- [SELECTED EXTRACT]
┌──
As for my not believing in things I haven't experienced myself. My credulity is dependent on how well a claim jibes with everything else I know about reality. I'm far more ready to believe that someone landed on the moon than that someone moved a penny with the power of their mind. Landing on the moon is accomplishable by the same physics I understand.... but mental "powers" would suggest a re-working of physics, biology, chemistry, etc. It's always odd to me that paranormal believers never seem to realize how radically their beliefs would change the world if they were true. I'm *eager* for evidence that all scientific theory needs to be reworked... but I won't believe it until I see substantial evidence for it.
As for "all the studies" that demonstrate non-materialism... from Ron's article, it seems that the "good" ones show very slight affects. In any case, what's so difficult to prove? Is all paranormal activity too vague and/or unpredictable? Are all psychics necessarily hit or miss? Do psychic abilities arise in pristine form only when you're not really trying?... or when nobody's looking? Well, what sort of test do you believe could conclusively prove "non-materialism"? If you can't think of something, but still cling to the idea that people can, say, know someone elses' conversation before it happens... tell me why anyone should lend you any credulity.
"I'm very curious -- what are these experiences that you have had that you "cannot explain" but would be very foolish to attribute to the "paranormal"?"
└──
- [INSTRUCTIONS FOR THE TASK] Duplicate the part of the passage on paranormal belief starting at "As for my not" and ending at "evidence for it.", word for word.

- [DATA SECTION]
┌──
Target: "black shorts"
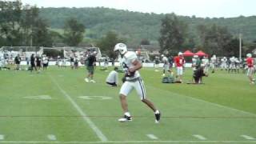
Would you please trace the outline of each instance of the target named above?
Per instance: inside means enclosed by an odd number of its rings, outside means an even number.
[[[34,63],[31,63],[31,67],[35,67]]]
[[[106,84],[108,84],[108,85],[110,85],[110,86],[117,86],[118,85],[115,83],[115,82],[106,82]]]
[[[41,67],[41,62],[37,62],[37,66]]]

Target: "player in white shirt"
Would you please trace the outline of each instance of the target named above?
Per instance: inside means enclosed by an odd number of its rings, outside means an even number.
[[[106,79],[106,84],[111,86],[117,86],[118,84],[118,73],[117,72],[118,70],[118,67],[114,67],[114,70],[112,70]]]
[[[203,56],[203,58],[202,59],[202,64],[201,66],[203,67],[203,72],[206,74],[208,74],[209,73],[209,59],[208,59],[208,56],[205,55]]]
[[[227,59],[226,57],[223,57],[222,59],[221,59],[221,62],[222,62],[222,64],[221,64],[221,70],[222,70],[223,69],[225,69],[226,70],[227,69]]]
[[[164,55],[162,54],[162,61],[163,63],[162,66],[162,76],[166,76],[166,72],[168,72],[169,70],[169,62],[168,62],[168,58]]]
[[[144,83],[138,72],[142,64],[138,60],[136,54],[132,51],[127,51],[127,47],[123,43],[116,44],[114,51],[118,52],[121,55],[122,58],[122,66],[125,72],[125,77],[123,78],[124,83],[119,93],[124,117],[118,119],[118,121],[122,122],[132,121],[131,115],[128,110],[126,97],[133,89],[135,89],[142,102],[146,104],[154,112],[155,122],[158,123],[161,116],[160,111],[157,110],[153,102],[146,98]]]
[[[210,58],[210,68],[212,70],[212,73],[215,72],[216,65],[217,65],[217,58],[216,58],[216,55],[213,55],[213,57]]]
[[[236,67],[235,67],[235,57],[231,57],[230,58],[230,63],[229,67],[229,73],[230,72],[236,72]]]

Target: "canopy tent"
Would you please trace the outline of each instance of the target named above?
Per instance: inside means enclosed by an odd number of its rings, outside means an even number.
└──
- [RESPONSE TO THE TASK]
As for my not believing in things I haven't experienced myself. My credulity is dependent on how well a claim jibes with everything else I know about reality. I'm far more ready to believe that someone landed on the moon than that someone moved a penny with the power of their mind. Landing on the moon is accomplishable by the same physics I understand.... but mental "powers" would suggest a re-working of physics, biology, chemistry, etc. It's always odd to me that paranormal believers never seem to realize how radically their beliefs would change the world if they were true. I'm *eager* for evidence that all scientific theory needs to be reworked... but I won't believe it until I see substantial evidence for it.